Dataset excerpt
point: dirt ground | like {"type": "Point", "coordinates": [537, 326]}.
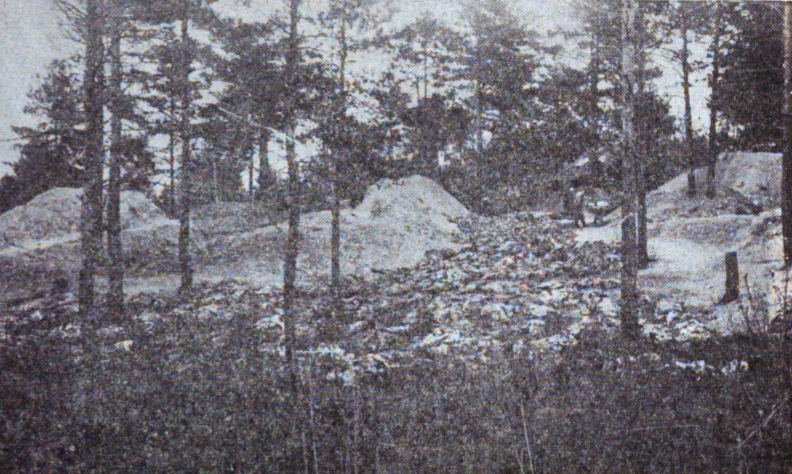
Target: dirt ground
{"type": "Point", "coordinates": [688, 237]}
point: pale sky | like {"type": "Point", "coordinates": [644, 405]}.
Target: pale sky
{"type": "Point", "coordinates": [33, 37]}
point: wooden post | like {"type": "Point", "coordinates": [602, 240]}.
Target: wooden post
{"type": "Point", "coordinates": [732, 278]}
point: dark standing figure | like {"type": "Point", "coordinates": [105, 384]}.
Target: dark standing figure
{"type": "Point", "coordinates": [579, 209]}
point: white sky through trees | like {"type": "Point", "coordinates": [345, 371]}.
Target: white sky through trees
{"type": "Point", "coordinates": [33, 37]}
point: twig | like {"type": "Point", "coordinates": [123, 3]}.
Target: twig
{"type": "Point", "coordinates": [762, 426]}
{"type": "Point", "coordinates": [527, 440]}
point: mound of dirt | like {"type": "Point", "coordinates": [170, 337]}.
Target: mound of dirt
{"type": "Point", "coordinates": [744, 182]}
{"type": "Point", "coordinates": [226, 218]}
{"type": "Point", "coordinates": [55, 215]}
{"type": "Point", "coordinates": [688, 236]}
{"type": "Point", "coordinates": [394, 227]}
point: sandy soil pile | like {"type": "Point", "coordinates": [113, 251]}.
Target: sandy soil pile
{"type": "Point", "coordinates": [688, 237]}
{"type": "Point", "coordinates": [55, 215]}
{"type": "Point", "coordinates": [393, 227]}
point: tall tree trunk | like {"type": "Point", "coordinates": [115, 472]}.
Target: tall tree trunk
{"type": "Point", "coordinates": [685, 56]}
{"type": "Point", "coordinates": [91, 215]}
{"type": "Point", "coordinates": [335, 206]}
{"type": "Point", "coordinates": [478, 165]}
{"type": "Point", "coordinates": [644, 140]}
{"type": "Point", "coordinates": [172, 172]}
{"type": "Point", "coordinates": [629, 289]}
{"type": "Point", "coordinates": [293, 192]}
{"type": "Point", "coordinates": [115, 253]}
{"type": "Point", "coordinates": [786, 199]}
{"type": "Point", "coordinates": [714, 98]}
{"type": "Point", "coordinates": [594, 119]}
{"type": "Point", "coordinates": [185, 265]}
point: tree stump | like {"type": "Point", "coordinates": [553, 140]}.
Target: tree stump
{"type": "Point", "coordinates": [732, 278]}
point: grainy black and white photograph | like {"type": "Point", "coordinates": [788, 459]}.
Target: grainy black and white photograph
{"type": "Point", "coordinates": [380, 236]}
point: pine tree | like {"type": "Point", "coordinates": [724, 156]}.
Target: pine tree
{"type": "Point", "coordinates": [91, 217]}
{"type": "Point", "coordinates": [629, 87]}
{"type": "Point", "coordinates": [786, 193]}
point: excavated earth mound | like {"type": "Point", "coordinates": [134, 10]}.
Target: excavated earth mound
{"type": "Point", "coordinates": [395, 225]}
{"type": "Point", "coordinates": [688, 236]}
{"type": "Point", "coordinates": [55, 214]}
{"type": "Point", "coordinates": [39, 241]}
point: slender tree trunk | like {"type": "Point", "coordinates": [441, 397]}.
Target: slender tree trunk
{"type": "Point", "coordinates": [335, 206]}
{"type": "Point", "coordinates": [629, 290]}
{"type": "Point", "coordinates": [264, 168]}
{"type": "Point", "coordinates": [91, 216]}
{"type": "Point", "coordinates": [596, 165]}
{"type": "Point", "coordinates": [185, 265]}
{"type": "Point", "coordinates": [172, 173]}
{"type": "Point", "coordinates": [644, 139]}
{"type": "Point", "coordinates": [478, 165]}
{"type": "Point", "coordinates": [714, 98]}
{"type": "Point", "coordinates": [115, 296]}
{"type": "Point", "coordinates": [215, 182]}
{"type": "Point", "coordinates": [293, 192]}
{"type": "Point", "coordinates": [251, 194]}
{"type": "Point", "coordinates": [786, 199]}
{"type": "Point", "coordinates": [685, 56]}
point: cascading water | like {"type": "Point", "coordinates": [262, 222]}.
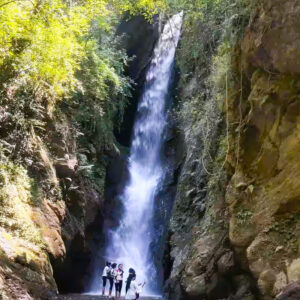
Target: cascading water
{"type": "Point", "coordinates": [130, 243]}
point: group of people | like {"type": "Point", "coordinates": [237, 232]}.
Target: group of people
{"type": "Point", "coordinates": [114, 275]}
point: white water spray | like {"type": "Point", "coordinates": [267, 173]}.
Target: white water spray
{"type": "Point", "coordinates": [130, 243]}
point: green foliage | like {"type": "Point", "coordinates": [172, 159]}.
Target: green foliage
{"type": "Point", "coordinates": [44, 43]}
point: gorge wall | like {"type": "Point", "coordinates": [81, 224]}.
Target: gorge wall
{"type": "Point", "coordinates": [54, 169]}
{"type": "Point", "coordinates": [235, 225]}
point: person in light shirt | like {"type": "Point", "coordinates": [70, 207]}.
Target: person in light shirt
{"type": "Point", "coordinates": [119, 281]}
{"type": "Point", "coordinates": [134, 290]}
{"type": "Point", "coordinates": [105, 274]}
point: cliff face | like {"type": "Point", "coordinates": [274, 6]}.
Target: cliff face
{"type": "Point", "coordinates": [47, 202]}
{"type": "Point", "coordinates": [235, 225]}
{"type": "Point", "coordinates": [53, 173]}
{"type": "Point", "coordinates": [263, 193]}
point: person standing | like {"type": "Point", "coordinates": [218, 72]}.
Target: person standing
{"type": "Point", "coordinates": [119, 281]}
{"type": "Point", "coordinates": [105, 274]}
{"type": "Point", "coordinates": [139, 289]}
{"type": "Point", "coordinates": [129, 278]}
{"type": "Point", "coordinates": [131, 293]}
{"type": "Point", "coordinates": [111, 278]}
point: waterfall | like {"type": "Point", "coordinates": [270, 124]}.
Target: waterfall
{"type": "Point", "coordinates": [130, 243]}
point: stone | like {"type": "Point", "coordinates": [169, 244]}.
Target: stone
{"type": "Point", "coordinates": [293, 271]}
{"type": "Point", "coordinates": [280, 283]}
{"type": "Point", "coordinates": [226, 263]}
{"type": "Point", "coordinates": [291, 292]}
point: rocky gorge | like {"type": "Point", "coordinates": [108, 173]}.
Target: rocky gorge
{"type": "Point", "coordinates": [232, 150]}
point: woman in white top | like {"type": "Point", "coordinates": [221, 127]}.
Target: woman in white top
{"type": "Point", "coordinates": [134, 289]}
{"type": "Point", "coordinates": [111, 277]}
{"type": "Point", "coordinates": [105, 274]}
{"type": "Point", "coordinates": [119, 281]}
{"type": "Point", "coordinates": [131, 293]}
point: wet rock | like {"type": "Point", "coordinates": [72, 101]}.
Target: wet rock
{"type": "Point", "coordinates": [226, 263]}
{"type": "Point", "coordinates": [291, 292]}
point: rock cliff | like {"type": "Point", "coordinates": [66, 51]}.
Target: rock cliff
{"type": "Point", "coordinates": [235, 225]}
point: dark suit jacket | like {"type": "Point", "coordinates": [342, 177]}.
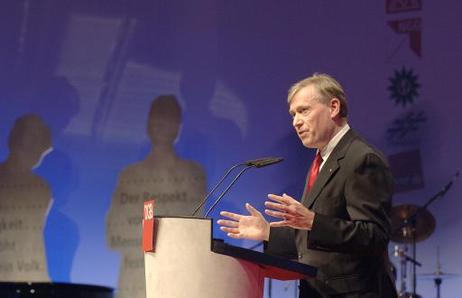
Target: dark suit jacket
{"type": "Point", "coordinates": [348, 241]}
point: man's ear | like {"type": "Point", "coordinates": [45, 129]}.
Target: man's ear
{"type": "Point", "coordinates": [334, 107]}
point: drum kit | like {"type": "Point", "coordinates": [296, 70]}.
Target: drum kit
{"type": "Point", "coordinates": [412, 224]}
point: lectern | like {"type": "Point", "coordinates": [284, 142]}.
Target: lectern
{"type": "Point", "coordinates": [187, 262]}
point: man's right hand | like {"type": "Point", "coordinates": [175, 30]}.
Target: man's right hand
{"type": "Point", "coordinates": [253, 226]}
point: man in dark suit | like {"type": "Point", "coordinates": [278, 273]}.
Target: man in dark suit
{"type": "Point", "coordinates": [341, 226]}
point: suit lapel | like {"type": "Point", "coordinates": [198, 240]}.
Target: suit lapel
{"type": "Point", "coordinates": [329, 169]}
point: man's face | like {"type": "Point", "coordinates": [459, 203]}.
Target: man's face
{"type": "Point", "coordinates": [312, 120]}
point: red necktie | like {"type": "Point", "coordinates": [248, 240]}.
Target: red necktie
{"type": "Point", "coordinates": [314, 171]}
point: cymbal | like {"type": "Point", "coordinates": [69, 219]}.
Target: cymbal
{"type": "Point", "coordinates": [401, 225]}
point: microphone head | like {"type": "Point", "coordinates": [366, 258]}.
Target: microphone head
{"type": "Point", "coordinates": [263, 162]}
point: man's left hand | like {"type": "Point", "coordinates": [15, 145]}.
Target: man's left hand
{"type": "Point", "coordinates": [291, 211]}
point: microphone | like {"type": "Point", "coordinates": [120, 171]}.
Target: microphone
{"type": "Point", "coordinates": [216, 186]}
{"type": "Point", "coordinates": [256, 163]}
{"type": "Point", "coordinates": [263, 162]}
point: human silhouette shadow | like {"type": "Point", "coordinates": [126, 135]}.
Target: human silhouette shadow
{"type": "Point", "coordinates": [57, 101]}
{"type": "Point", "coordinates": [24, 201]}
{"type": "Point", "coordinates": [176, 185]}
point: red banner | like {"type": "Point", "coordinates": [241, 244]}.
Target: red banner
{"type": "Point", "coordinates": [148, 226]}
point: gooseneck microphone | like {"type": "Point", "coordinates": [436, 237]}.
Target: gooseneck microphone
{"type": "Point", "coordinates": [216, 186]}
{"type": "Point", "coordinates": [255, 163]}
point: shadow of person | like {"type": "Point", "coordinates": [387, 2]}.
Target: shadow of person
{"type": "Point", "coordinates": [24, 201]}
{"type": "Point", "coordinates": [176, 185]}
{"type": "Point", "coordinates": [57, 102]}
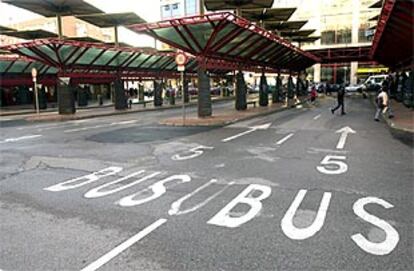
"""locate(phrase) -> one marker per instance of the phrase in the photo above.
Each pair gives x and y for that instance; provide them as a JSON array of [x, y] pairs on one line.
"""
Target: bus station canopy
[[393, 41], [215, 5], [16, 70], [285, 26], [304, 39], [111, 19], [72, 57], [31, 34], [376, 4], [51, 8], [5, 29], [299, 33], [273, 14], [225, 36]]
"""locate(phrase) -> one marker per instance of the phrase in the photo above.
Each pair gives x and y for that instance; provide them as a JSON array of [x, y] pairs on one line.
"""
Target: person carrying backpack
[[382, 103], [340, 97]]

...

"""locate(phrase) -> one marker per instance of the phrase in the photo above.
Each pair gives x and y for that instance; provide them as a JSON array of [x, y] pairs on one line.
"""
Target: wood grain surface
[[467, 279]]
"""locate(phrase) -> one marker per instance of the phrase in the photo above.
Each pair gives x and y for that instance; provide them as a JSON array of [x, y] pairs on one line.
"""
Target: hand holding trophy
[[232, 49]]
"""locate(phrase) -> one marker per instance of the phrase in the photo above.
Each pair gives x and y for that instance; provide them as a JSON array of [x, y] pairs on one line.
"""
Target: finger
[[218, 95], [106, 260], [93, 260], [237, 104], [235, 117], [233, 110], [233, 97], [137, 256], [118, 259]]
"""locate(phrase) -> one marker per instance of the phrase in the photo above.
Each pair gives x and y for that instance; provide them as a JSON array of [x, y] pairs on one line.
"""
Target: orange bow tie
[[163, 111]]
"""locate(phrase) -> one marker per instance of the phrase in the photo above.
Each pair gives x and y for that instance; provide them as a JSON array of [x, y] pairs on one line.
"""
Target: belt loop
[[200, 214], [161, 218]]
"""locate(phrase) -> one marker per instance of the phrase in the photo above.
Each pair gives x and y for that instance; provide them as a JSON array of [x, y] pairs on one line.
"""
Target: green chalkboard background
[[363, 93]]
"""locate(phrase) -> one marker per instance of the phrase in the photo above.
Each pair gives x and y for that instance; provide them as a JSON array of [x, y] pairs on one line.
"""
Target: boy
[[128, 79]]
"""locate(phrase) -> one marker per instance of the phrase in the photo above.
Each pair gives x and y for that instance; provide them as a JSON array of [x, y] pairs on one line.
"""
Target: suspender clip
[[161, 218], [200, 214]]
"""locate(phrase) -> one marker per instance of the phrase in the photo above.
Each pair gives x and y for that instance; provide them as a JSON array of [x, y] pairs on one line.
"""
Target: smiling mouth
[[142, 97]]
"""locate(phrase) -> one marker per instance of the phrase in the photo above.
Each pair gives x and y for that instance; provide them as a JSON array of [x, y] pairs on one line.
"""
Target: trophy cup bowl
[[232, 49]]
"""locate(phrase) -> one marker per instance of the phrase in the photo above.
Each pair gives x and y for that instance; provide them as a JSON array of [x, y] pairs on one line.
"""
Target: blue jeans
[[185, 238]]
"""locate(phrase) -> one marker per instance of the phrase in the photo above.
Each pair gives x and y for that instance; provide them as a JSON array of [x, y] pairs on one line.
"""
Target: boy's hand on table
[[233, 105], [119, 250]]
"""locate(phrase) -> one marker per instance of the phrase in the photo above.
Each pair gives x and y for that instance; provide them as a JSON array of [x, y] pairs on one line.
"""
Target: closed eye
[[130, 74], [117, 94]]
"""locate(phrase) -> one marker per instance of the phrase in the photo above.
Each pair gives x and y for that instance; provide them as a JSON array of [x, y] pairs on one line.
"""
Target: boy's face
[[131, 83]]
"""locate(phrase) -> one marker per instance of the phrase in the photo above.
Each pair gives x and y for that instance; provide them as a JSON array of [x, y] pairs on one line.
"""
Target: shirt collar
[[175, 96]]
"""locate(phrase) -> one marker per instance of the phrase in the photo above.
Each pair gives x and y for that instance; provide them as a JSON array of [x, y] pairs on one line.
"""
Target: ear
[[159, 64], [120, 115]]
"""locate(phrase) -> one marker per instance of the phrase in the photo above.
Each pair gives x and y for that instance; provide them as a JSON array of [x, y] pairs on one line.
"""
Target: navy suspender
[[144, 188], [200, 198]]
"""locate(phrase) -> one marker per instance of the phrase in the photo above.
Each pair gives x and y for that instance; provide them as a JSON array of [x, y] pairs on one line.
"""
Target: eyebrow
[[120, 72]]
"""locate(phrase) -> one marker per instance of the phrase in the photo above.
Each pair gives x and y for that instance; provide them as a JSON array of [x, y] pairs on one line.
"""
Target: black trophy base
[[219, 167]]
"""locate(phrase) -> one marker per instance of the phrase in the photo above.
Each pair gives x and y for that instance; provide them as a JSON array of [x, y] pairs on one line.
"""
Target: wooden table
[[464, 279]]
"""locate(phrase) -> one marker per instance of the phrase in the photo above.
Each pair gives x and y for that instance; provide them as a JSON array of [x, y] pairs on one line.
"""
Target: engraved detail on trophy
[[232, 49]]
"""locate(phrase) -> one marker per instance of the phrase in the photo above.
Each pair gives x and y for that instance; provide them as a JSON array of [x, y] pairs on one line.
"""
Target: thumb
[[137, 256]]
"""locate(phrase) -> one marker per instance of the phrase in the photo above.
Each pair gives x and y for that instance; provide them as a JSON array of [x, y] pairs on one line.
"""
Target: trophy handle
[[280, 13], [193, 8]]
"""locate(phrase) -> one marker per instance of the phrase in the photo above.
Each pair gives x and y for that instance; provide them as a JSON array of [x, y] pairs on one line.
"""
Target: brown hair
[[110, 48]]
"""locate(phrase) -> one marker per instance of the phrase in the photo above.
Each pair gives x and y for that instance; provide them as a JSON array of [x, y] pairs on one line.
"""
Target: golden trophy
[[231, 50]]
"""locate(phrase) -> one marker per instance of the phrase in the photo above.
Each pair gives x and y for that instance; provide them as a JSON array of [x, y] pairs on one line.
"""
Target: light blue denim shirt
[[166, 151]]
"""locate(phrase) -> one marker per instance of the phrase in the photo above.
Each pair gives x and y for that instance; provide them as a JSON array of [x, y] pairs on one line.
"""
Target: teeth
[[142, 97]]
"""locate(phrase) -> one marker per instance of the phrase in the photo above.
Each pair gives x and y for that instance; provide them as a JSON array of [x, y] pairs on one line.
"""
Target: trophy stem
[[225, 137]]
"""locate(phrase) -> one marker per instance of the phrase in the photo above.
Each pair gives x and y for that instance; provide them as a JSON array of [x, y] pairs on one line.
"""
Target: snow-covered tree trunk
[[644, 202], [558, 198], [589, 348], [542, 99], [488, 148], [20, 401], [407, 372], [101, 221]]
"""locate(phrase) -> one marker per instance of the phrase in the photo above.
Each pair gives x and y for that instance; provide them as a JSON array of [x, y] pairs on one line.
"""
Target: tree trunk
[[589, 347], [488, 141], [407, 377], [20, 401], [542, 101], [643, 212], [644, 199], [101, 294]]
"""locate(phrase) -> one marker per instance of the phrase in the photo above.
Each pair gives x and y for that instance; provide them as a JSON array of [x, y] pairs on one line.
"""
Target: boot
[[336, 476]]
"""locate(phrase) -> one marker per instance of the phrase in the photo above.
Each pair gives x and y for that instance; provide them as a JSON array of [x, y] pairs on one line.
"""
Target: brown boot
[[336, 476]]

Task prompt | Gather every line of the records that contains the word "person" and copy each one out.

Result for this exercise |
point: person in light shirt | like {"type": "Point", "coordinates": [70, 207]}.
Target: person in light shirt
point: person standing | like {"type": "Point", "coordinates": [218, 72]}.
Target: person standing
point: shadow of person | like {"type": "Point", "coordinates": [387, 2]}.
Target: shadow of person
Target: person carrying backpack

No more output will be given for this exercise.